━━ QUOTED PASSAGE ━━

In 2024, several tax changes are expected to come into effect, potentially influencing lending practices, interest rates, and loan structures. Understanding these changes is crucial for lenders to maintain compliance and adapt their strategies accordingly.
Key Tax Changes in 2024 for Lenders
The Internal Revenue Service has announced several key tax changes for 2024 that impact lenders. These changes, outlined in Internal Revenue Bulletin: 2023-48, include adjustments to tax rate schedules, standard deductions, and other tax provisions, that may affect how lenders assess borrower affordability and structure loan products.
Hazardous Substance Superfund Financing Rate Increase
According to the IRS:
“Starting in calendar year 2023, the Inflation Reduction Act reinstates the Hazardous Substance Superfund financing rate for crude oil received at U.S. refineries, and petroleum products that entered into the United States for consumption, use, or warehousing. The tax rate is the sum of the Hazardous Substance Superfund rate and the Oil Spill Liability Trust Fund financing rate. For calendar years beginning in 2024, the Hazardous Substance Superfund financing rate is adjusted for inflation. For calendar year 2024 crude oil or petroleum products entered after Dec. 31, 2016, will have a tax rate of $0.26 cents a barrel.”

━━━

- ASSIGNMENT -
Reproduce the text on 2024 tax changes for lenders word for word.

━━ MATERIAL SUPPLIED ━━

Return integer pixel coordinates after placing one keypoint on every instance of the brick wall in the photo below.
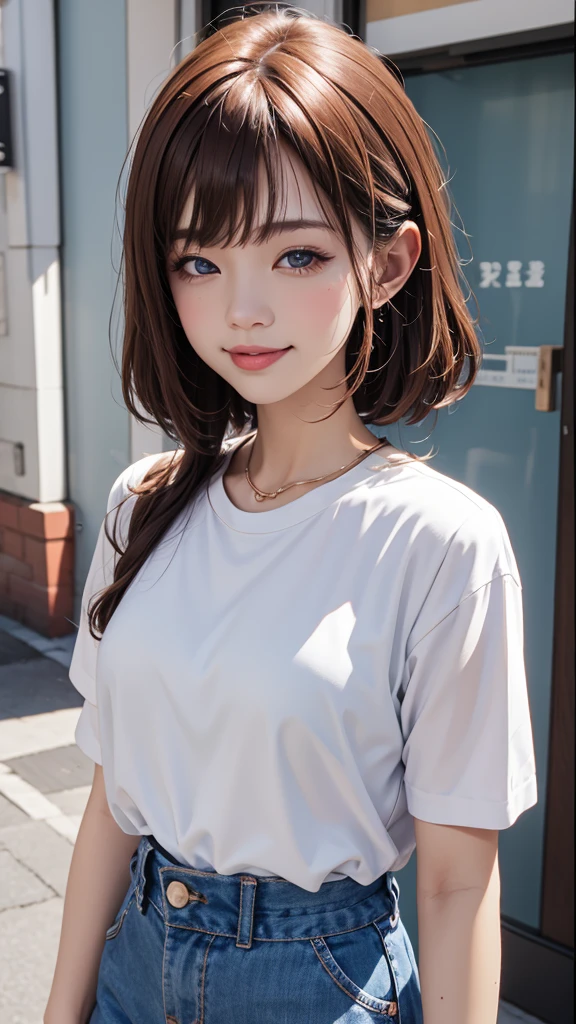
(37, 563)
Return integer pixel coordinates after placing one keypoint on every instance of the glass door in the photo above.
(507, 131)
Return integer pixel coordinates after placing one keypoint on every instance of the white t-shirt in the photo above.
(280, 692)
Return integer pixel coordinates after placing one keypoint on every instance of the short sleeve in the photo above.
(100, 573)
(468, 751)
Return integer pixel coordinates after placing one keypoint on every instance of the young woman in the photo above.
(300, 647)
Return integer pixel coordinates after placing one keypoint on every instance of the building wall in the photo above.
(93, 136)
(413, 26)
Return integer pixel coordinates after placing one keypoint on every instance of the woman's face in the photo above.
(294, 296)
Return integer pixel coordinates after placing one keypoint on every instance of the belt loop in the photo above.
(394, 889)
(145, 848)
(246, 911)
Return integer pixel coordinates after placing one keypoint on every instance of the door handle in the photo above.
(549, 364)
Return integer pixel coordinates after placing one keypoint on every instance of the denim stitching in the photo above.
(362, 998)
(294, 938)
(392, 967)
(202, 982)
(246, 880)
(168, 1018)
(118, 925)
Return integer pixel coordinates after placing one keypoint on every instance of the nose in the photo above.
(248, 308)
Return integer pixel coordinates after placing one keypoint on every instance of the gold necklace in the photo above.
(261, 495)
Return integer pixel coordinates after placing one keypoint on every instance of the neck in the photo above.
(295, 440)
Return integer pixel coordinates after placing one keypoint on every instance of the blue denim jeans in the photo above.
(198, 947)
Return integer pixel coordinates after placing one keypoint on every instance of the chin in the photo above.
(263, 392)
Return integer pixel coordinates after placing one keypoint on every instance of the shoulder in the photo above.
(447, 521)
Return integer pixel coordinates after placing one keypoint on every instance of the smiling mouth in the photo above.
(255, 356)
(254, 349)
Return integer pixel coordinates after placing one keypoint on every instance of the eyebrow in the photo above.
(277, 227)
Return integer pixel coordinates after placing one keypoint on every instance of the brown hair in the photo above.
(279, 76)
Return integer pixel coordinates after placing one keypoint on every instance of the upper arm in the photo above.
(451, 857)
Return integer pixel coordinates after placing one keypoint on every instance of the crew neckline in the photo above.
(298, 509)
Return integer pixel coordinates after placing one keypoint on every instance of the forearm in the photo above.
(97, 881)
(459, 954)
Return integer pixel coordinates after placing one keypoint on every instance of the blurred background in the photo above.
(493, 79)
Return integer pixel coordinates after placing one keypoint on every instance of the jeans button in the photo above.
(177, 894)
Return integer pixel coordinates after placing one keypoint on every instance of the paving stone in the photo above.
(32, 733)
(72, 802)
(52, 771)
(34, 687)
(42, 850)
(19, 886)
(10, 814)
(12, 649)
(29, 942)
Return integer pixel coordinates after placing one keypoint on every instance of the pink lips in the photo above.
(255, 356)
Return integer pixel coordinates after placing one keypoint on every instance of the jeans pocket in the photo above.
(358, 963)
(129, 895)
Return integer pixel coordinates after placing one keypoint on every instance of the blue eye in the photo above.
(200, 265)
(299, 255)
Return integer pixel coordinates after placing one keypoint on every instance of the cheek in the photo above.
(322, 309)
(197, 317)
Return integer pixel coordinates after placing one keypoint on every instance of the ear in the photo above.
(394, 264)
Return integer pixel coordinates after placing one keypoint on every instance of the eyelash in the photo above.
(177, 266)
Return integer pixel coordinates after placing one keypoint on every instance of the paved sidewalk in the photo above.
(44, 784)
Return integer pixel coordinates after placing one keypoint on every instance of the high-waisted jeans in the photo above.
(198, 947)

━━━

- RESPONSE TO THE EXERCISE -
In 2024, several tax changes are expected to come into effect, potentially influencing lending practices, interest rates, and loan structures. Understanding these changes is crucial for lenders to maintain compliance and adapt their strategies accordingly.
Key Tax Changes in 2024 for Lenders
The Internal Revenue Service has announced several key tax changes for 2024 that impact lenders. These changes, outlined in Internal Revenue Bulletin: 2023-48, include adjustments to tax rate schedules, standard deductions, and other tax provisions, that may affect how lenders assess borrower affordability and structure loan products.
Hazardous Substance Superfund Financing Rate Increase
According to the IRS:
“Starting in calendar year 2023, the Inflation Reduction Act reinstates the Hazardous Substance Superfund financing rate for crude oil received at U.S. refineries, and petroleum products that entered into the United States for consumption, use, or warehousing. The tax rate is the sum of the Hazardous Substance Superfund rate and the Oil Spill Liability Trust Fund financing rate. For calendar years beginning in 2024, the Hazardous Substance Superfund financing rate is adjusted for inflation. For calendar year 2024 crude oil or petroleum products entered after Dec. 31, 2016, will have a tax rate of $0.26 cents a barrel.”